■ **TEKS YANG DIBERIKAN**
--------------------------------

Alur cerita “Downsizing” terasa maju, dan dapat dipilah ke dalam beberapa babak besar. Pertama, Introduction, lalu Meet the Safranek, Leisureland, dan yang terakhir: Norway. Kisah yang dikarang oleh Alexander Payne dan Jim Taylor ini terasa cukup gagal. Mengapa? Saya merasa kesan abstrak pada alurnya membuat penonton akan berkomentar ‘What the hell is going on…’ Cerita film ini terasa mengalir, tapi terlalu bebas. Anda tidak akan menyangka dengan kelanjutan kisah Safranek, yang ketika semakin digali malah terasa semakin membosankan.
Ada yang bilang jika ketika Hong Chau masuk di dalam film ini, Ia adalah superstar di dalamnya. Mungkin. Penampilan Matt Damon memang terasa so-so, begitupun ketika sosok Christopher Waltz yang flamboyan nan kaya raya masuk ke cerita. Saat Ngoc Lan Tran mulai ada di adegan, karakter ini seakan menyetir arah cerita akan bermuara kemana.
Bagian yang paling saya sukai disini adalah adegan downsizing. Menyaksikan adegan ini membuat saya teringat sedikit dengan cara Kubrick dalam “2001: A Space Odyssey” dalma menghidupkan kesan sci-fi. Sayangnya, saya merasa ada banyak goofs dimana-mana. Seperti jumlah yang tiba-tiba tidak konsisten, sampai saat pertemuan seorang suster dengan rekan-rekan kerdilnya yang terasa sebagai permainan penuh efek.
Awalnya, saya mengira kalau kisah film ini akan menggali kehidupan para manusia downsizing, termasuk implikasi lainnya seperti hak politik, ekonomi, ataupun kehidupan mereka. Sayang, itu cuma dibahas dalam beberapa dialog yang dibiarkan begitu saja. Begitupun dengan kehidupan Safranek yang terlalu singkat untuk diselesaikan dan berlanjut dengan babak cerita yang baru.
Berdurasi lebih dari dua jam, “Downsizing” terasa begitu panjang dan membosankan. Mood meter saya meningkat tajam di awal dan turun tajam juga setelah bagian Leisureland dan stabil bersabar hingga akhir. Well, I’m quite dissappointed.

--------------------------------

■ **DAFTAR TUGAS**
(A) Jawablah pertanyaan berikut berdasarkan ulasan film "Downsizing".
(i) Siapa pengarang kisah "Downsizing"?
(ii) Film karya Kubrick apa yang teringat oleh penulis saat menyaksikan adegan downsizing?
(iii) Berapa lama durasi film "Downsizing"?
(B) Sunting bagian ulasan film "Downsizing" yang dimulai dengan "Awalnya, saya mengira" dan berlanjut hingga "I’m quite dissappointed.". Ganti "dialog" dengan "percakapan".

--------------------------------

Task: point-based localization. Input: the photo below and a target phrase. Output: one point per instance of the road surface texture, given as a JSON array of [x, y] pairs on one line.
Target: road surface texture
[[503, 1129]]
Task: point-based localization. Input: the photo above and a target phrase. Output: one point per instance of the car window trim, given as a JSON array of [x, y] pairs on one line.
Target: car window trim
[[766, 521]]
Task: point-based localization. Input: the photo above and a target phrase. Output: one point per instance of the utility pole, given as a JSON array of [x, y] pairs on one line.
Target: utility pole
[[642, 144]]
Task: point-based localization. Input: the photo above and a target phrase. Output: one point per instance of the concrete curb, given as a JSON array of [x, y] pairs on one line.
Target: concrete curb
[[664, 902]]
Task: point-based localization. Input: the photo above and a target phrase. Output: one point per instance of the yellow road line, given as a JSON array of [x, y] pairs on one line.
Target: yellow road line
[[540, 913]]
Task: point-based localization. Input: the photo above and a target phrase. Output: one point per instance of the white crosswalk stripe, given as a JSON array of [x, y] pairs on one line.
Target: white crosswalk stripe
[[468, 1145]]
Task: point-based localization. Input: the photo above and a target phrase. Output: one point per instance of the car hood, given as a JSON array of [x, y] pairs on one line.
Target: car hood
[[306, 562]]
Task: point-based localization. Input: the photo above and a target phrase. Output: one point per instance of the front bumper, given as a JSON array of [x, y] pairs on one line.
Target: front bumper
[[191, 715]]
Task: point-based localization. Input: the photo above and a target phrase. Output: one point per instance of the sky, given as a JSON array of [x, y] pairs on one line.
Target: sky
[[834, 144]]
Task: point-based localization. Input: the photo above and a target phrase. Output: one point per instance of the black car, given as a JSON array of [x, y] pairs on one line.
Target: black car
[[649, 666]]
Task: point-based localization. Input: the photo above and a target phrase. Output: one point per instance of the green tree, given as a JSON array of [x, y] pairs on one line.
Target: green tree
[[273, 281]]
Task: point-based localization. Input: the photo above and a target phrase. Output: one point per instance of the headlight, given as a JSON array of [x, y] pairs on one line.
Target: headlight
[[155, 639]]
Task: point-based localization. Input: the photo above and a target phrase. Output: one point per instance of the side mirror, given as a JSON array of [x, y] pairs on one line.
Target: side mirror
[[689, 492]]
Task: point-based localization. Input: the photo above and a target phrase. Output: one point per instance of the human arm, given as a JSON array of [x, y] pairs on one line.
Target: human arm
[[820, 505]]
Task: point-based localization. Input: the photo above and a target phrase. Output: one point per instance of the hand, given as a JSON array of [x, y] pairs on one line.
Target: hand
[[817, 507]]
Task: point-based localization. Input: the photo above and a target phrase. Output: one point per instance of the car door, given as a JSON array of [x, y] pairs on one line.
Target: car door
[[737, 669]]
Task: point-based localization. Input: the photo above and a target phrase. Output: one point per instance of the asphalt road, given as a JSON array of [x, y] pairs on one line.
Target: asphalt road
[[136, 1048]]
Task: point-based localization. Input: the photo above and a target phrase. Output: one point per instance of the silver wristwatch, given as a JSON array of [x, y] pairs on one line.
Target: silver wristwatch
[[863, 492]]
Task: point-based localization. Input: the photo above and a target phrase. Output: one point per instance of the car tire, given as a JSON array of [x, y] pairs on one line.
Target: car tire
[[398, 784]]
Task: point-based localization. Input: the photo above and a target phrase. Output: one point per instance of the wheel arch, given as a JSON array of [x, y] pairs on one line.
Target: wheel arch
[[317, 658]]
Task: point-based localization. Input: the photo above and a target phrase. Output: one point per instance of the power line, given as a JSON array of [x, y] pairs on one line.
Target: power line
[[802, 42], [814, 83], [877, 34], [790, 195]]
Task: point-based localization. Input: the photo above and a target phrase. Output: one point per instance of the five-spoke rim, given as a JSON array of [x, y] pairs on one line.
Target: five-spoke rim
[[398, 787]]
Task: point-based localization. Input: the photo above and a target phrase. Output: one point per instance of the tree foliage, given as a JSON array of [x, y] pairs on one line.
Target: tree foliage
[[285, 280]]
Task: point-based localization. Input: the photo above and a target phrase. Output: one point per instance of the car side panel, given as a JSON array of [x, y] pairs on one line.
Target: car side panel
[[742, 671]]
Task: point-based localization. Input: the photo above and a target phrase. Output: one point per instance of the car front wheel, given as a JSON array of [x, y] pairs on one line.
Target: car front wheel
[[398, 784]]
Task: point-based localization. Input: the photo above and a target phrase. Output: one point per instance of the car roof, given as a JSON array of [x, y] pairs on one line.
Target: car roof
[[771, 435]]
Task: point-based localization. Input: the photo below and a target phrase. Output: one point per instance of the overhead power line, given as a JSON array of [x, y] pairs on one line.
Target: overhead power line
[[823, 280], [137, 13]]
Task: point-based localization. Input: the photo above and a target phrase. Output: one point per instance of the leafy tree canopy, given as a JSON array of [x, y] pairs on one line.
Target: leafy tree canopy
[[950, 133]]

--------------------------------

■ **HASIL PENGERJAAN**
(A)
(i) Alexander Payne dan Jim Taylor.
(ii) "2001: A Space Odyssey".
(iii) Lebih dari dua jam.

(B)
Awalnya, saya mengira kalau kisah film ini akan menggali kehidupan para manusia downsizing, termasuk implikasi lainnya seperti hak politik, ekonomi, ataupun kehidupan mereka. Sayang, itu cuma dibahas dalam beberapa percakapan yang dibiarkan begitu saja. Begitupun dengan kehidupan Safranek yang terlalu singkat untuk diselesaikan dan berlanjut dengan babak cerita yang baru.
Berdurasi lebih dari dua jam, “Downsizing” terasa begitu panjang dan membosankan. Mood meter saya meningkat tajam di awal dan turun tajam juga setelah bagian Leisureland dan stabil bersabar hingga akhir. Well, I’m quite dissappointed.